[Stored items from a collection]
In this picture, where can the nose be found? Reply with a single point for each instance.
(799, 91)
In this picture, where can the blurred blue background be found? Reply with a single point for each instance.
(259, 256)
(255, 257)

→ Your objective: Set down every one of the rows above again, unchanged and in the same order.

→ Output for this task:
In this picture, where can the nose be found? Reply with a single point for each instance.
(799, 91)
In this picture, where can the blurred blue background be found? Reply with a single point for each instance.
(259, 256)
(255, 257)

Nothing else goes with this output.